Records for the exercise:
* * *

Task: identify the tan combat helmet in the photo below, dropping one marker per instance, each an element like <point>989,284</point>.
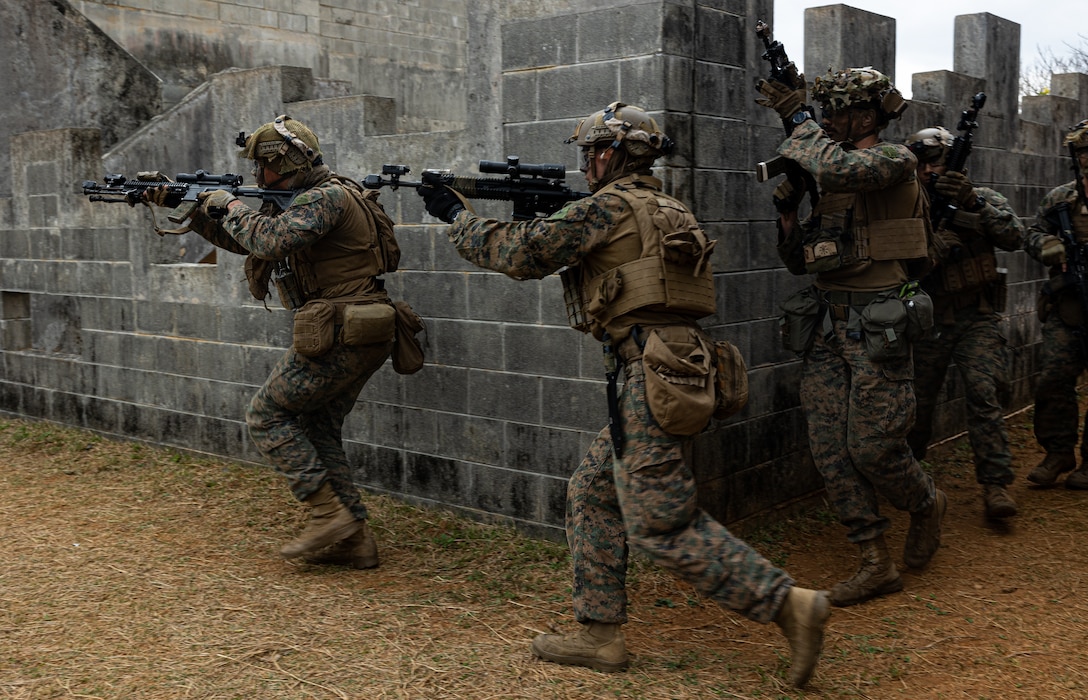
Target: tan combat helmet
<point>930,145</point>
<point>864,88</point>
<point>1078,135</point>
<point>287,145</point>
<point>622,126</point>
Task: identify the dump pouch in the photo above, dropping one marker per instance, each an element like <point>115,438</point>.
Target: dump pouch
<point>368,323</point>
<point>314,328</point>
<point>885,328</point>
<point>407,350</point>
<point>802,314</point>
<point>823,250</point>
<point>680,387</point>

* * *

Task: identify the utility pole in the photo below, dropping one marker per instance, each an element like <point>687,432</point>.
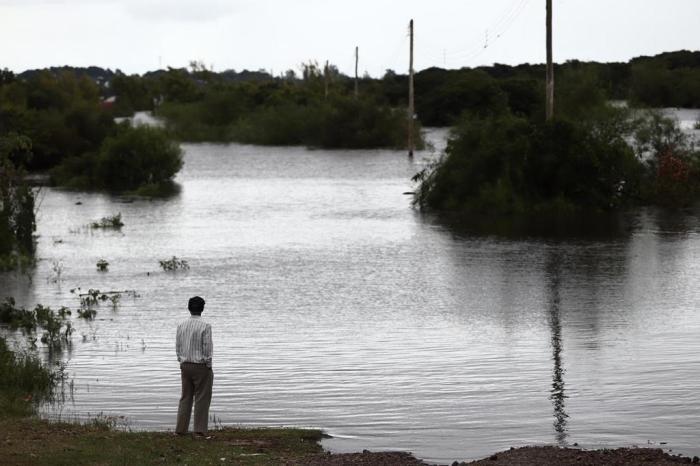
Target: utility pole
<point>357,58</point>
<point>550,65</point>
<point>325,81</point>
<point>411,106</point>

* * *

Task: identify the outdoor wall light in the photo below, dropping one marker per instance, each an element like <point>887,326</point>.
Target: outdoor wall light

* * *

Stated goal: Lay out the material from the line with "Task: identify the tan" to the line with "<point>680,387</point>" as a Markdown table, with a row number under No. and the line itself under Entry. Skip blank lines and leave the pictures out.

Exercise result:
| No. | Entry |
|---|---|
| 1 | Task: identify the tan combat helmet in the photo below, dropping one marker per instance, each an element like <point>989,284</point>. |
| 2 | Target: tan combat helmet |
| 3 | <point>930,145</point> |
| 4 | <point>864,88</point> |
| 5 | <point>1078,135</point> |
| 6 | <point>287,145</point> |
| 7 | <point>622,126</point> |
| 8 | Task: identify the dump pouch in the photo above, dropping one marker per instance, each an element like <point>115,438</point>. |
| 9 | Target: dump pouch |
| 10 | <point>368,323</point> |
| 11 | <point>314,328</point> |
| 12 | <point>885,328</point> |
| 13 | <point>407,350</point> |
| 14 | <point>802,314</point> |
| 15 | <point>823,250</point> |
| 16 | <point>680,387</point> |